**STATED GOAL 1**
Reproduce verbatim the part of the commit notification email that opens with the words containing "This update added" and closes with "-- N (10c7a157c03405a6986fdd8924d7f45a71803875)".

**TEXT PASSAGE**
"""

[ARVADOS] updated: 10c7a157c03405a6986fdd8924d7f45a71803875

git at public.curoverse.com git at public.curoverse.com
Thu May 7 17:52:57 EDT 2015


Summary of changes:
 services/keepstore/bufferpool.go      | 13 +++++++--
 services/keepstore/bufferpool_test.go | 10 ++++++-
 services/keepstore/handlers.go        |  2 +-
 services/keepstore/keepstore.go       | 51 +++++++++++++++++++++--------------
 services/keepstore/volume.go          |  3 +++
 services/keepstore/volume_unix.go     |  2 +-
 6 files changed, 56 insertions(+), 25 deletions(-)

  discards  649ff5c9fe2976b06a17243a7b1a9e581a31e6dc (commit)
  discards  d38f970aa47a158ca840c981906d835e86b91d9f (commit)
       via  10c7a157c03405a6986fdd8924d7f45a71803875 (commit)
       via  8522f4fd87725ade1f6d9878f50b85530b383baf (commit)
       via  1003636e14221bfd43cf29c1c81e1e6bc31f7445 (commit)

This update added new revisions after undoing existing revisions.  That is
to say, the old revision is not a strict subset of the new revision.  This
situation occurs when you --force push a change and generate a repository
containing something like this:

 * -- * -- B -- O -- O -- O (649ff5c9fe2976b06a17243a7b1a9e581a31e6dc)
            \
             N -- N -- N (10c7a157c03405a6986fdd8924d7f45a71803875)

When this happens we assume that you've already had alert emails for all
of the O revisions, and so we here report only the revisions in the N
branch from the common base, B.

Those revisions listed above that are new to this repository have
not appeared on any other notification email; so we list those
revisions in full, below.


commit 10c7a157c03405a6986fdd8924d7f45a71803875
Author: Tom Clegg <tom at curoverse.com>
Date:   Thu May 7 17:55:12 2015 -0400

    5748: Check for errors when writing pidfile. Keep it locked while running.
    
    * Handle SIGINT (the same way as SIGTERM)

"""

**STATED GOAL 2**
In the listing below, update the part that opens with the line containing "For the audit set, annotate each instance of the green white" and runs through the end of the listing, replacing "eyebrow" with "eyelash" and leaving all else unchanged. Provide only that updated part.

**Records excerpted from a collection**
"""

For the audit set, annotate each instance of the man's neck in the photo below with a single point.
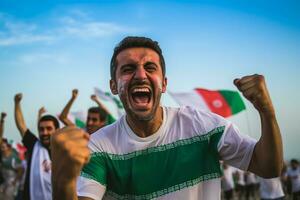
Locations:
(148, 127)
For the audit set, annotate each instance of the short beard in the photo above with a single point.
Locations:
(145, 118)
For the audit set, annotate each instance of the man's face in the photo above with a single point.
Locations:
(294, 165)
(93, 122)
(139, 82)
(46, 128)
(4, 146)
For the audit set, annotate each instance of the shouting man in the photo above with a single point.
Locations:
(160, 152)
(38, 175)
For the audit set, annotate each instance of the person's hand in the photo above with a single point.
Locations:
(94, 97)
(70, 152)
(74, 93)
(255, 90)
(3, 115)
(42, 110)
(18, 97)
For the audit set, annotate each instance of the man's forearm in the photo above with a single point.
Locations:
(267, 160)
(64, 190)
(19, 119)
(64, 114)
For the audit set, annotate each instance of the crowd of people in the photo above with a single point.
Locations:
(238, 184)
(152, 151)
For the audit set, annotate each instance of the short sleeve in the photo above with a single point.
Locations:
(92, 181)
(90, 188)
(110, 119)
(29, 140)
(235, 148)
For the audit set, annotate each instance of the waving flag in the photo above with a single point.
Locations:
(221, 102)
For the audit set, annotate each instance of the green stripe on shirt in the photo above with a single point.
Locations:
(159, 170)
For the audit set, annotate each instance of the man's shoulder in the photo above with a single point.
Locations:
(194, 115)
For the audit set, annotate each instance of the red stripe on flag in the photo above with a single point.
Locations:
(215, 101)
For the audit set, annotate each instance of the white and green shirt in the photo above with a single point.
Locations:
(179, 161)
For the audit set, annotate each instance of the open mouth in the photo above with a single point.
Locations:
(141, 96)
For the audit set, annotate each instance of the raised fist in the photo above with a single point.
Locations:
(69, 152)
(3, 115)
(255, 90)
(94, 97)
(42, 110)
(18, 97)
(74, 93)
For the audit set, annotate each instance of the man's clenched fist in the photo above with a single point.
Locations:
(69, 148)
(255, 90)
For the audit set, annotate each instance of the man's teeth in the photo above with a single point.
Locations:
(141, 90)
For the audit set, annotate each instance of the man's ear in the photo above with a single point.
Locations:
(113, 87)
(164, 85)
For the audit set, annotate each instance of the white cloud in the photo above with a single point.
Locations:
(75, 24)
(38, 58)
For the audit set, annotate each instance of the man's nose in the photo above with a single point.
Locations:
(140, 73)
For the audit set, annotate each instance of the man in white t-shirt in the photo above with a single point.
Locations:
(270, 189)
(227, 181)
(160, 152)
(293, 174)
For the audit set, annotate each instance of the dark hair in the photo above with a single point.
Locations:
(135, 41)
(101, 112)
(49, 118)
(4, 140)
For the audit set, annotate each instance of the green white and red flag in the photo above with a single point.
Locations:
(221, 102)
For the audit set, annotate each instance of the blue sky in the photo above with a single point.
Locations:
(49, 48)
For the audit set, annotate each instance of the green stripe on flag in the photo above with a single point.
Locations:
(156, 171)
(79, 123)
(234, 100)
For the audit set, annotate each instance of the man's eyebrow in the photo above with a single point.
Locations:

"""

**FULL RESPONSE 1**
This update added new revisions after undoing existing revisions.  That is
to say, the old revision is not a strict subset of the new revision.  This
situation occurs when you --force push a change and generate a repository
containing something like this:

 * -- * -- B -- O -- O -- O (649ff5c9fe2976b06a17243a7b1a9e581a31e6dc)
            \
             N -- N -- N (10c7a157c03405a6986fdd8924d7f45a71803875)

**FULL RESPONSE 2**
For the audit set, annotate each instance of the green white and red flag in the photo above with a single point.
Locations:
(221, 102)
For the audit set, annotate each instance of the blue sky in the photo above with a single point.
Locations:
(49, 48)
For the audit set, annotate each instance of the green stripe on flag in the photo above with a single point.
Locations:
(156, 171)
(79, 123)
(234, 100)
For the audit set, annotate each instance of the man's eyelash in the photo above with a single point.
Locations:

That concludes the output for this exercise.